WORK TASK: Without skipping anything, print all of the data exactly.
======== RECORDS PROVIDED ========
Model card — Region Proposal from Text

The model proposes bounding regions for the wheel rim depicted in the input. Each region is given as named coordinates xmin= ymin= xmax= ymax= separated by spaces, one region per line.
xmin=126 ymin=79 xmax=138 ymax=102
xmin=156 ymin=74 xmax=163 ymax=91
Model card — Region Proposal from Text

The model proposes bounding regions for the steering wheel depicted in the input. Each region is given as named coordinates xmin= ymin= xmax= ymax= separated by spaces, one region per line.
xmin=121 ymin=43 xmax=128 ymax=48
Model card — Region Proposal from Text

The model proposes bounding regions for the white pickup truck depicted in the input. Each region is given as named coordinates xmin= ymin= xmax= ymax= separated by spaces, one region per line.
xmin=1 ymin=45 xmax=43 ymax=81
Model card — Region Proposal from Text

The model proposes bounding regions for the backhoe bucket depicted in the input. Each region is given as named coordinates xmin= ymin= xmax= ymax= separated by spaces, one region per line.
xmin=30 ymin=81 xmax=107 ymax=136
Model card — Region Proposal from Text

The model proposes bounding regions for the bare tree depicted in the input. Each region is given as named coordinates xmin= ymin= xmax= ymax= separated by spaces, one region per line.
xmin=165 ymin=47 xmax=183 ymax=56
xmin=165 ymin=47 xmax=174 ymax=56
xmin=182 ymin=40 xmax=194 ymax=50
========
EXPECTED ANSWER:
Model card — Region Proposal from Text

The model proposes bounding regions for the wheel rim depicted in the input. Each region is given as named coordinates xmin= ymin= xmax= ymax= separated by spaces, one region per line.
xmin=126 ymin=79 xmax=138 ymax=102
xmin=156 ymin=74 xmax=163 ymax=91
Model card — Region Proposal from Text

The model proposes bounding regions for the steering wheel depicted in the input. Each region is given as named coordinates xmin= ymin= xmax= ymax= separated by spaces, one region per line.
xmin=121 ymin=43 xmax=128 ymax=48
Model card — Region Proposal from Text

The model proposes bounding regions for the white pickup truck depicted in the input. Each region is given as named coordinates xmin= ymin= xmax= ymax= separated by spaces, one region per line.
xmin=1 ymin=45 xmax=43 ymax=81
Model card — Region Proposal from Text

The model proposes bounding regions for the backhoe bucket depicted in the input. Each region is given as named coordinates xmin= ymin= xmax= ymax= separated by spaces, one region per line.
xmin=30 ymin=81 xmax=107 ymax=136
Model card — Region Proposal from Text

The model proposes bounding regions for the bare tree depicted in the input. Each region is given as named coordinates xmin= ymin= xmax= ymax= separated by spaces, one region per line.
xmin=165 ymin=47 xmax=183 ymax=56
xmin=165 ymin=47 xmax=174 ymax=56
xmin=182 ymin=40 xmax=194 ymax=50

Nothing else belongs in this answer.